*SET PROBLEM A*
Rewrite the find-and-replace thread from "Reputation: 81" to "three letter words.", putting "three-character" in place of "three letter".

*PASSAGE PROVIDED*
H BG
H BG

Reputation: 81

Find / Replace to exclude if string is part of longer word

I am trying to search for three letter target words and replace them with corrected three letter words.

e.g.
CHI - as a single cell entry (with hyphen) to be replaced with "ORD -".

There will be instances where the target word is part of a word pair within a cell, e.g. CHI - SHA.

The code below captures these cases.

I realized that when the cell is e.g. XIANCHI - SHA it would also correct the part "CHI -" resulting in XIANORD - SHA.

How can I limit the fndlist to skip the target letters if they are part of a longer word?

Sample

If I use lookat:xlwhole the code would only catch the CHI - case but not the pair but if I use xlpart it will catch the pair CHI - PVG but also corrects any word it finds with that element.

Sub Adjust_Airport_Codes2()

*SET PROBLEM B*
Please reproduce the entries from the line with "rear side window" to the line with "M58 87L48 89L44", both lines included, character for character.

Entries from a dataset

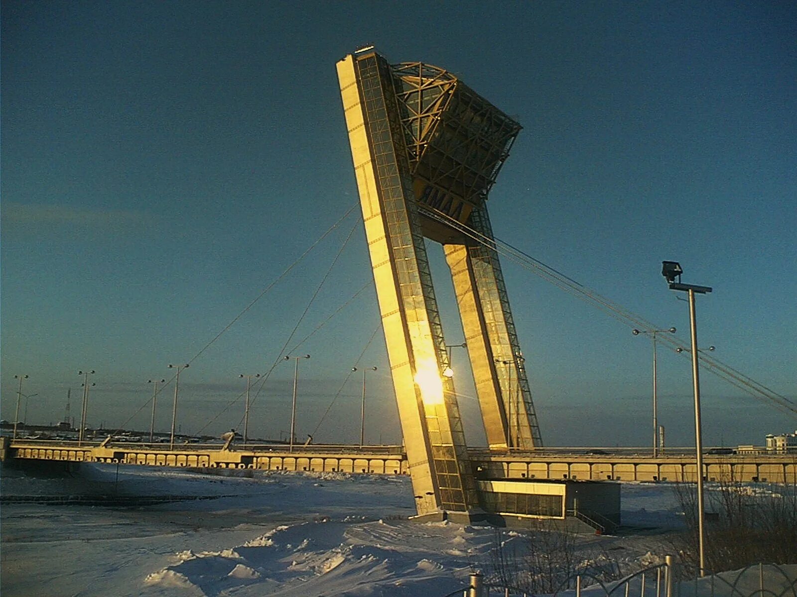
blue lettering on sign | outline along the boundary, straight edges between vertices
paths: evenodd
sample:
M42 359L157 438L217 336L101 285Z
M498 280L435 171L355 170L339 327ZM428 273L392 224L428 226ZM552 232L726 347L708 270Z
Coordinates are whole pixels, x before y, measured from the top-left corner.
M418 202L442 212L455 220L459 220L461 217L462 209L465 207L464 201L431 185L426 185L423 188Z

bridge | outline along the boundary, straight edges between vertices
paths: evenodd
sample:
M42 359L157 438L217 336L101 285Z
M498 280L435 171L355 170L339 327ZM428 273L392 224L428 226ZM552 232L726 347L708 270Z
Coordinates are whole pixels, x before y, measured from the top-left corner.
M476 478L574 479L641 482L697 480L694 450L669 448L653 456L650 448L544 448L489 450L469 448ZM267 444L186 444L170 449L163 444L70 442L0 439L0 458L20 464L32 461L105 462L129 466L198 469L253 469L409 474L401 446ZM797 483L797 454L765 450L745 454L706 454L706 481Z
M84 377L80 440L3 438L0 455L4 461L407 474L414 494L423 497L416 501L418 516L454 515L461 521L470 520L471 514L484 505L486 493L500 493L493 486L485 489L489 485L487 480L550 480L560 486L571 481L695 482L703 478L797 482L797 455L706 451L701 461L704 451L700 449L699 432L696 434L700 451L697 455L693 450L665 450L660 446L663 438L656 423L655 389L652 451L545 447L500 257L520 259L563 290L589 295L600 309L609 309L619 321L632 326L636 334L639 329L644 334L661 330L496 239L488 213L489 191L520 131L520 123L446 69L422 62L391 64L371 47L340 60L337 73L403 445L363 446L362 439L357 446L293 444L300 357L291 357L283 349L275 363L283 357L296 359L290 446L232 441L175 444L179 372L190 365L189 361L169 365L176 373L172 378L175 399L168 446L112 437L83 441L88 428L88 375L94 373L91 371L81 373ZM427 241L441 245L445 255L465 339L461 345L446 342L426 253ZM662 335L662 342L688 350L677 339L664 338L666 335ZM454 345L467 349L488 447L469 447L465 442L457 401L460 395L449 351ZM715 373L721 372L720 377L737 388L771 402L790 415L797 414L791 400L697 352L693 346L696 358L713 366ZM655 368L654 372L655 379ZM244 435L249 437L245 430L253 376L241 377L247 377ZM18 377L14 419L18 422L19 397L24 396L23 377L26 376ZM364 388L363 373L363 413ZM151 438L157 380L153 380L153 389ZM699 423L697 428L699 431ZM361 438L363 435L361 431ZM562 483L563 480L567 482ZM546 491L534 494L537 489L533 486L540 483L501 485L512 486L506 490L507 495L533 494L534 499L524 500L527 505L542 504L544 500L540 496L553 495ZM591 485L617 490L609 483ZM527 489L522 489L524 486ZM563 491L565 496L567 492ZM583 498L584 493L582 487ZM618 500L618 491L616 495ZM566 496L563 500L564 509ZM534 516L544 509L540 505L539 512L527 509L521 513L511 509L514 506L506 507L510 509L505 512L510 514ZM614 511L618 515L618 505ZM563 517L564 509L562 512Z

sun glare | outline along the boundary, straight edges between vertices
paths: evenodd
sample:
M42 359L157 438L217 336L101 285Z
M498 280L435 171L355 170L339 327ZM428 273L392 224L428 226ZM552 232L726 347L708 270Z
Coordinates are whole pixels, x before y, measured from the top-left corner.
M423 363L415 373L415 383L421 388L425 404L443 404L443 381L434 363Z

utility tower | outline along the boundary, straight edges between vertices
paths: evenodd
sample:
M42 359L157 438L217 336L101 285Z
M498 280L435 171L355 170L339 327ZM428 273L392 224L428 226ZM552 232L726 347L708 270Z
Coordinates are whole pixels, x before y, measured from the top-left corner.
M443 245L491 449L542 445L487 198L520 125L447 71L337 64L418 515L478 509L425 239Z

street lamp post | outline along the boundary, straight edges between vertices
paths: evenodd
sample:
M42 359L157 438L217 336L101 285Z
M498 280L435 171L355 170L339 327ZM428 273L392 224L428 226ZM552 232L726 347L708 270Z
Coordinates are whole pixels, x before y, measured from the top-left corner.
M703 505L703 438L700 408L700 374L697 366L697 318L695 315L695 294L705 295L711 292L708 286L681 283L681 275L684 272L681 264L676 261L662 262L663 275L672 291L681 291L689 297L689 331L692 337L692 386L695 403L695 452L697 467L697 549L700 556L700 573L705 575L705 510ZM678 281L676 282L676 277Z
M363 369L363 403L359 409L359 447L363 447L365 443L365 372L376 371L376 367L366 367ZM356 367L351 368L352 371L356 371Z
M260 377L260 373L255 373L254 375L244 375L241 373L238 377L246 378L246 404L244 406L244 443L246 443L249 439L249 390L252 384L252 378Z
M14 416L14 439L17 439L17 423L19 423L19 400L22 396L22 380L28 379L26 375L15 375L15 380L19 380L19 388L17 390L17 414Z
M25 428L28 428L28 399L33 398L34 396L38 396L38 394L22 394L22 397L25 398L25 415L22 416L22 424L25 425Z
M296 431L296 387L299 383L299 359L308 359L310 358L309 354L305 354L303 357L285 357L285 361L290 361L293 359L296 361L295 367L293 369L293 400L291 403L291 437L290 437L290 451L293 451L293 436Z
M158 384L166 383L166 380L148 380L147 384L153 384L152 386L152 419L150 420L150 443L155 439L155 405L158 401Z
M175 404L171 408L171 439L169 440L169 450L175 449L175 425L177 423L177 392L180 386L180 371L188 369L188 363L185 365L169 364L170 369L177 369L177 377L175 378Z
M675 328L670 327L666 330L633 330L631 333L634 336L645 334L653 339L653 456L656 458L658 455L658 407L657 404L657 383L656 383L656 334L675 334Z
M80 430L77 433L77 445L80 446L83 443L83 437L86 431L86 412L88 408L88 376L94 375L96 372L92 369L91 371L78 371L78 375L83 376L83 405L80 408ZM94 382L92 382L91 385L96 385Z

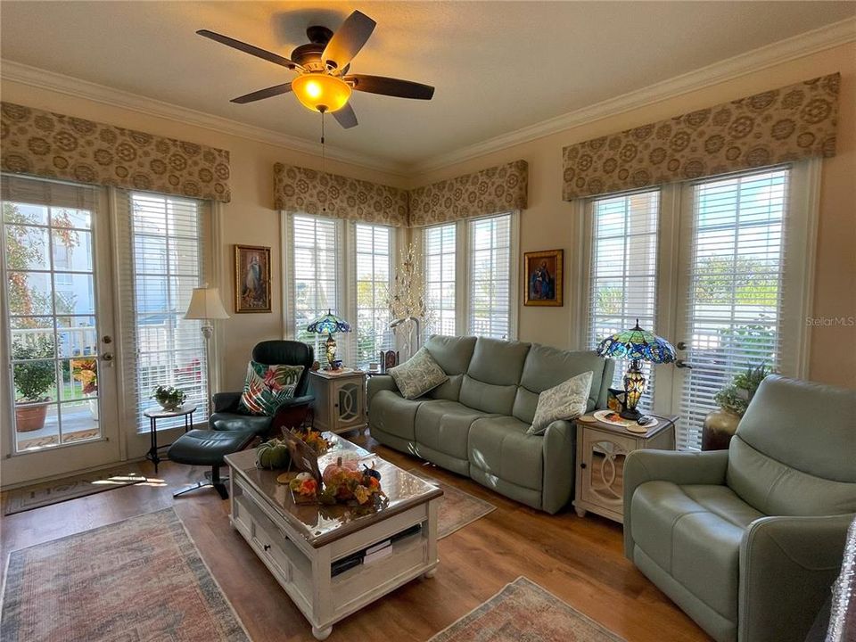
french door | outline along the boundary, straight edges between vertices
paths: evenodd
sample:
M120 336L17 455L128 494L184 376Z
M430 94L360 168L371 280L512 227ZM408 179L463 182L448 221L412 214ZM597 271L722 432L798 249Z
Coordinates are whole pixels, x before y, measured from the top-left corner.
M680 417L679 448L701 447L734 375L763 365L806 376L819 177L811 160L588 202L578 339L594 348L639 319L675 345L676 364L646 371L640 406Z
M4 485L120 457L105 201L3 177Z

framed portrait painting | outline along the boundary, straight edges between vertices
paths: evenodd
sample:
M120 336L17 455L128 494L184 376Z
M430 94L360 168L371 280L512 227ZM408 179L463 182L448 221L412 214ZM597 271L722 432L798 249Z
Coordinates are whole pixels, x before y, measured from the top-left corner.
M561 306L564 250L523 253L523 305Z
M235 311L271 311L269 247L235 246Z

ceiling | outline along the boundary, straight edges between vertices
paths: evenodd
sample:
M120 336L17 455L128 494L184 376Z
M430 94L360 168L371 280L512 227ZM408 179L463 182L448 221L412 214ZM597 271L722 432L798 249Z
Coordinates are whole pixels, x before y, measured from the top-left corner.
M317 141L292 95L229 99L293 73L206 40L289 55L353 10L377 21L351 72L431 84L431 102L355 93L327 143L402 169L856 14L852 2L0 3L3 59Z

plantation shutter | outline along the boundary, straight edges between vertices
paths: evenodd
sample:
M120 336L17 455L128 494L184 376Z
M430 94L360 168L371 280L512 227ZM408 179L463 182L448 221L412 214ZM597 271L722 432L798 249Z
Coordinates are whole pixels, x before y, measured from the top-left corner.
M392 275L392 234L388 226L354 224L353 248L355 275L351 300L356 301L356 318L352 322L356 343L354 365L368 369L378 363L381 350L391 350L395 337L390 329L386 300Z
M204 283L210 207L202 201L117 192L122 372L126 420L148 430L144 410L159 385L175 386L208 418L208 362L202 321L185 319L193 288ZM161 420L158 428L184 424Z
M289 218L291 334L296 341L310 346L315 350L316 360L325 366L324 342L326 336L307 332L306 326L326 314L327 310L340 316L343 312L340 309L342 302L337 291L340 222L334 218L302 214L290 215ZM337 335L336 339L341 341L342 335Z
M597 199L591 202L588 344L592 350L605 337L633 327L637 320L656 332L658 189ZM613 387L624 389L630 362L616 363ZM639 402L650 410L654 374L643 363L647 380Z
M511 214L467 221L467 333L511 338Z
M425 294L432 317L425 325L431 334L454 335L456 324L456 268L457 235L455 223L423 228Z
M685 358L693 369L684 375L679 448L701 447L704 416L735 374L781 365L789 173L766 169L691 186Z

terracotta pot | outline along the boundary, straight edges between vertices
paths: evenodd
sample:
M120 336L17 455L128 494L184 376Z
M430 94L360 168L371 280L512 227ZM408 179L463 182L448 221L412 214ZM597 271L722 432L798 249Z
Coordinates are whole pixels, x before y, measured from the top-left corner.
M15 407L15 430L19 432L32 432L45 427L47 406L18 406Z
M739 423L740 416L725 408L709 412L702 429L702 450L727 450Z

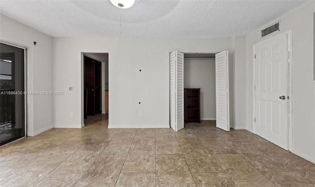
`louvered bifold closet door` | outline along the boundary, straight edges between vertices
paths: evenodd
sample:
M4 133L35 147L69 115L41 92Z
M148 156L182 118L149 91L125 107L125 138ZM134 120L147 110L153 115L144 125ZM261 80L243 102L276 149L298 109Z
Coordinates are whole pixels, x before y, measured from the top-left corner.
M217 127L230 131L228 91L228 51L216 54Z
M184 54L177 53L177 128L184 128Z
M176 131L176 51L169 55L170 125Z

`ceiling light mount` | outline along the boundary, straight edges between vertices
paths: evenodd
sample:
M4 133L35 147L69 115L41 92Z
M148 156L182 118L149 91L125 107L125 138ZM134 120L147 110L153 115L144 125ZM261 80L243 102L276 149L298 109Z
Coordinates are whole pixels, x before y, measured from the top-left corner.
M135 0L110 0L114 5L121 8L130 8L135 3Z

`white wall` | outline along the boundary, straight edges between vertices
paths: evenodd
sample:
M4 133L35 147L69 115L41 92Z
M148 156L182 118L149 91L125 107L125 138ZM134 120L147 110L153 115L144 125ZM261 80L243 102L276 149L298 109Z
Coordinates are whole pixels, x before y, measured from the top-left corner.
M27 90L53 91L53 38L0 14L0 39L27 48ZM34 46L33 42L37 42ZM53 96L28 95L28 135L53 127Z
M309 1L274 21L281 21L281 31L277 34L291 29L293 32L293 93L290 98L293 102L292 152L314 163L315 84L313 79L313 13L315 11L315 1ZM251 131L253 116L252 46L263 39L265 38L260 38L260 30L246 36L247 129Z
M109 127L168 127L169 52L226 49L231 49L230 37L54 38L54 90L64 94L54 96L54 123L58 127L81 127L82 52L109 53ZM71 86L74 90L69 92Z
M234 93L235 122L232 127L235 129L246 128L246 36L233 37Z
M185 88L200 89L200 118L216 120L216 63L214 58L186 58Z

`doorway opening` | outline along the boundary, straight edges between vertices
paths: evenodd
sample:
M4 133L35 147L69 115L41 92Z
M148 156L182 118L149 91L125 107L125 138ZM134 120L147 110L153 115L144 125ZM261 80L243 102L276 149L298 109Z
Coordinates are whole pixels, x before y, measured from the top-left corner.
M26 136L26 49L0 44L0 145Z
M108 118L108 53L82 53L83 61L82 124ZM82 106L83 105L83 106ZM96 118L93 117L97 115Z

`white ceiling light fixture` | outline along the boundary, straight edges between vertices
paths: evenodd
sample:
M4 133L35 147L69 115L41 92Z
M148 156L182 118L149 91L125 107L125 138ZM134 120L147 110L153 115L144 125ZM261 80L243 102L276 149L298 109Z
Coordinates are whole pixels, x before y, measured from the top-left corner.
M116 6L121 8L130 8L134 4L135 0L110 0Z

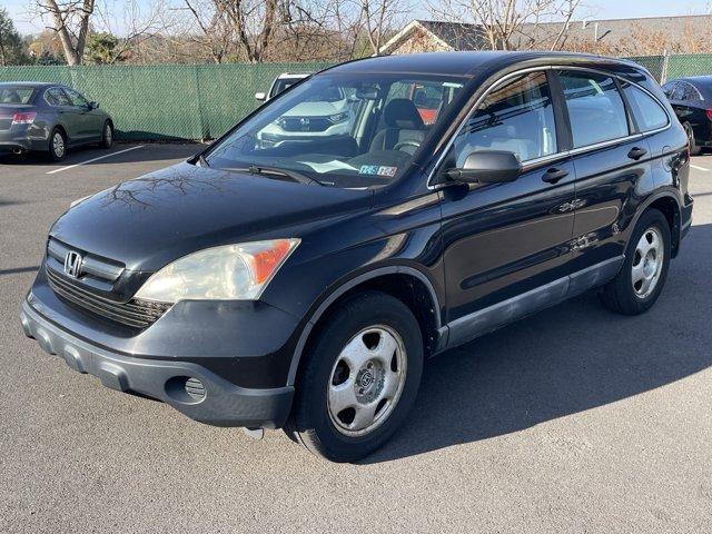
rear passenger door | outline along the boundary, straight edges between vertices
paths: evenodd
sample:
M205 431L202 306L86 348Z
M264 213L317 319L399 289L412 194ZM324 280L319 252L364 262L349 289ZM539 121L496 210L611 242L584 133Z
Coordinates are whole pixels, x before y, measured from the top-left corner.
M61 87L50 87L44 91L44 100L57 111L58 122L67 131L69 144L81 139L81 120Z
M485 97L444 158L441 168L448 169L462 167L472 152L510 151L524 169L513 182L443 189L453 345L513 318L524 305L564 296L575 195L561 120L547 72L515 75ZM555 280L564 281L550 284ZM527 293L526 303L504 304Z
M651 182L651 148L636 132L617 78L587 70L560 70L576 170L572 291L592 277L617 271L625 251L622 230L641 188Z
M103 120L98 110L89 107L89 101L78 91L65 88L78 120L79 140L82 142L99 140L103 130Z

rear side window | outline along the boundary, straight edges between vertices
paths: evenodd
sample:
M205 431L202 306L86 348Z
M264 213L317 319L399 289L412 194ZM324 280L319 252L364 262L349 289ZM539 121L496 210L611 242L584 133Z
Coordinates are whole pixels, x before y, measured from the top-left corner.
M594 72L558 72L574 148L630 135L627 115L615 80Z
M546 73L518 76L492 91L453 146L451 165L462 167L478 150L513 152L520 161L556 154L556 127Z
M58 87L48 89L44 92L44 100L47 100L47 103L50 106L71 106L71 102L69 101L69 98L67 98L67 95L65 95L65 91Z
M30 103L34 89L30 87L0 87L0 103Z
M641 131L664 128L670 122L668 113L657 101L642 89L630 83L623 85L623 92L631 105L631 111Z

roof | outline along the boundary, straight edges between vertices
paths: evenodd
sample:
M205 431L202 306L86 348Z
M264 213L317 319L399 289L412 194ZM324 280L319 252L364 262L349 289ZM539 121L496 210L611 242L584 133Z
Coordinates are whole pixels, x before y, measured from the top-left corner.
M611 62L625 61L600 56L574 52L538 52L538 51L458 51L458 52L424 52L397 56L376 56L358 59L326 69L325 72L387 72L387 73L421 73L472 77L485 69L504 69L523 61L541 60L541 63L561 61L572 62Z
M552 42L564 29L564 22L544 22L524 24L522 31L513 37L520 48L532 48L532 44ZM605 42L620 46L635 39L640 30L649 34L664 34L682 38L686 34L710 34L712 16L646 17L634 19L599 19L571 21L566 26L565 39L574 41ZM465 22L444 22L433 20L413 20L403 30L386 42L380 53L390 53L400 44L414 38L417 32L427 32L441 48L446 50L481 50L490 48L482 26ZM662 50L661 50L662 51Z
M14 86L14 87L47 87L47 86L59 86L61 83L49 83L47 81L0 81L0 86Z

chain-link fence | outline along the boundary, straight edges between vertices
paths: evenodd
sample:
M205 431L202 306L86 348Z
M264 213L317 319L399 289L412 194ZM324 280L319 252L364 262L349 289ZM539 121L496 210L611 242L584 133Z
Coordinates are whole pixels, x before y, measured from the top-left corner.
M326 63L230 63L81 67L3 67L0 81L65 83L96 100L125 140L210 139L222 135L259 102L283 72L308 72Z
M712 55L629 58L657 81L712 75ZM125 140L210 139L259 102L281 72L316 71L327 63L230 63L82 67L1 67L0 81L65 83L100 102Z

*COMPLETE OUTPUT A*
Reputation: 81

Find / Replace to exclude if string is part of longer word

I am trying to search for three-character target words and replace them with corrected three-character words.

*COMPLETE OUTPUT B*
rear side window | outline along the boundary, straight edges between vertices
paths: evenodd
sample:
M205 431L202 306L86 348Z
M264 213L317 319L399 289L412 194ZM324 280L319 252L364 262L349 289ZM539 121L496 210L611 242L584 133Z
Coordinates are whole pixels, x before y, measured from the top-left corner.
M594 72L558 72L574 148L630 135L627 115L615 80Z
M546 73L518 76L492 91L453 146L451 165L462 167L478 150L513 152L520 161L556 154L556 127Z
M58 87L48 89L44 92L44 100L47 100L47 103L50 106L71 106L71 102L69 101L69 98L67 98L67 95L65 95L65 91Z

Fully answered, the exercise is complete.